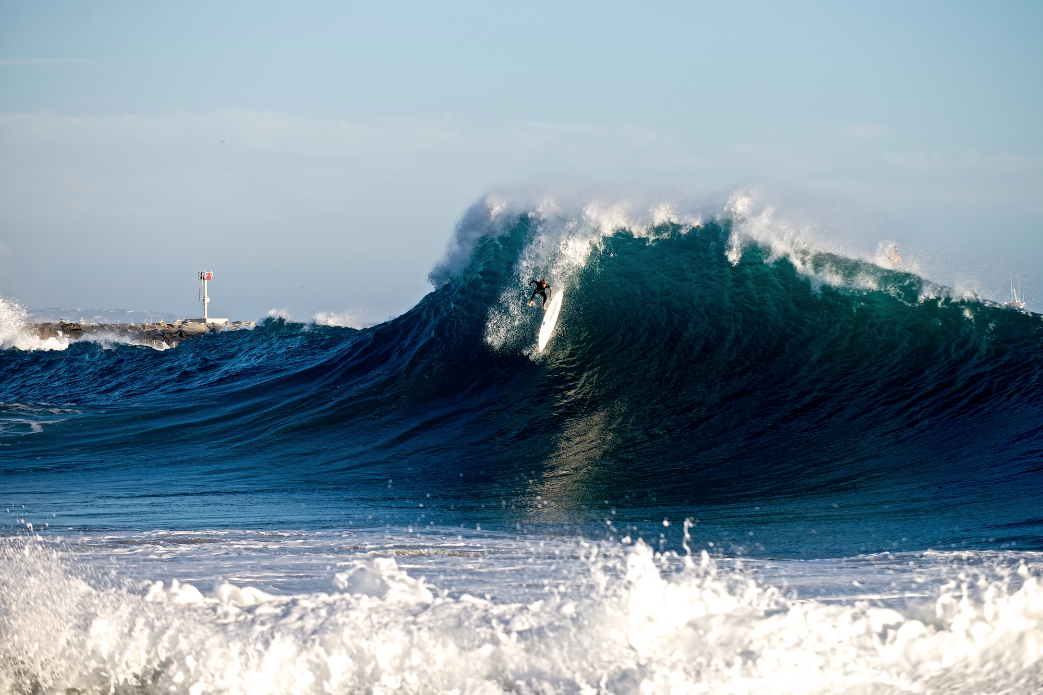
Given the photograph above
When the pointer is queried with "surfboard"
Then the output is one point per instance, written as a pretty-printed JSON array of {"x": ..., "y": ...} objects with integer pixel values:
[{"x": 550, "y": 318}]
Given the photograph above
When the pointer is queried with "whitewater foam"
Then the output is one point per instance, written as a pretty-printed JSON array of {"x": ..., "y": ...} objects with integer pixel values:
[
  {"x": 610, "y": 619},
  {"x": 14, "y": 333}
]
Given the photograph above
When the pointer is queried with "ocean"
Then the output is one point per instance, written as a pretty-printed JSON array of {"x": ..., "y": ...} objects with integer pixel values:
[{"x": 742, "y": 464}]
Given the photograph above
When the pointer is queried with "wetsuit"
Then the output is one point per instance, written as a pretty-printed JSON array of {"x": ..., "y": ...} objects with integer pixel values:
[{"x": 541, "y": 285}]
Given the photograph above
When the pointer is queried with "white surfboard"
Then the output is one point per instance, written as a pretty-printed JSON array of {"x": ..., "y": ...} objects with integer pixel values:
[{"x": 550, "y": 318}]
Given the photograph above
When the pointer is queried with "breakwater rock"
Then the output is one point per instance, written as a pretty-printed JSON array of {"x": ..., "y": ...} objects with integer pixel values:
[{"x": 161, "y": 335}]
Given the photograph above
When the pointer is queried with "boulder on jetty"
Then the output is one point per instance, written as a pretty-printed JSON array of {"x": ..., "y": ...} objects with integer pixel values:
[{"x": 161, "y": 335}]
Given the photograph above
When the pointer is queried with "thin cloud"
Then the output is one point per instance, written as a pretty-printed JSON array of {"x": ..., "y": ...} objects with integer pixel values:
[{"x": 27, "y": 63}]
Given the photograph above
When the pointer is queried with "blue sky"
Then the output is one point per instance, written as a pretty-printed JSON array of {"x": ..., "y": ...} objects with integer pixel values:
[{"x": 317, "y": 154}]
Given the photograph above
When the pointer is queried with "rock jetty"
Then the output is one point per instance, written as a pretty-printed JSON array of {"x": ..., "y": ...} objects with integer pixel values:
[{"x": 161, "y": 335}]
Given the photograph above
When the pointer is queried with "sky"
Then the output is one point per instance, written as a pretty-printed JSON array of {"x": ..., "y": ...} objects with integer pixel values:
[{"x": 317, "y": 156}]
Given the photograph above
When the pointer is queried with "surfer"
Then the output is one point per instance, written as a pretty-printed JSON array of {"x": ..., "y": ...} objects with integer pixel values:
[{"x": 542, "y": 287}]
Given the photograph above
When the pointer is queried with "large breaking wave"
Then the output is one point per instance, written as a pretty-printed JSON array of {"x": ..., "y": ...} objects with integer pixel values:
[{"x": 702, "y": 359}]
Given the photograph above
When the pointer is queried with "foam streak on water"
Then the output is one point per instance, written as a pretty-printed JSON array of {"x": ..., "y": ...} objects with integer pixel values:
[{"x": 574, "y": 617}]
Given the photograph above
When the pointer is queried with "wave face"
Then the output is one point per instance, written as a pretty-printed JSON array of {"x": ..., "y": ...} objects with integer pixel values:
[{"x": 696, "y": 366}]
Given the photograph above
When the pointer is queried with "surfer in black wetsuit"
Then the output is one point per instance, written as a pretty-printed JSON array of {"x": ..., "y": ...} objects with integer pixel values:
[{"x": 542, "y": 287}]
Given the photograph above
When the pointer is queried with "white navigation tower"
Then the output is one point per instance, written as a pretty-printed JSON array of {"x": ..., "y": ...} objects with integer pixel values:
[{"x": 204, "y": 277}]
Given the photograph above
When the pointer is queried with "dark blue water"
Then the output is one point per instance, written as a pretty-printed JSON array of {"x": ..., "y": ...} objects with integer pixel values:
[{"x": 783, "y": 414}]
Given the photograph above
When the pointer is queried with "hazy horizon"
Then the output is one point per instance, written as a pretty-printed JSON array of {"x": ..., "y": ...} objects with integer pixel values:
[{"x": 317, "y": 158}]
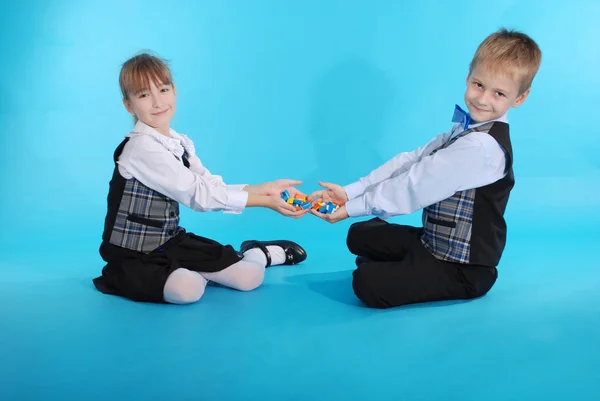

----

Exercise requirements — Answer with nothing but the count of lines in the entries that hold the word "rock".

Answer to this exercise — 2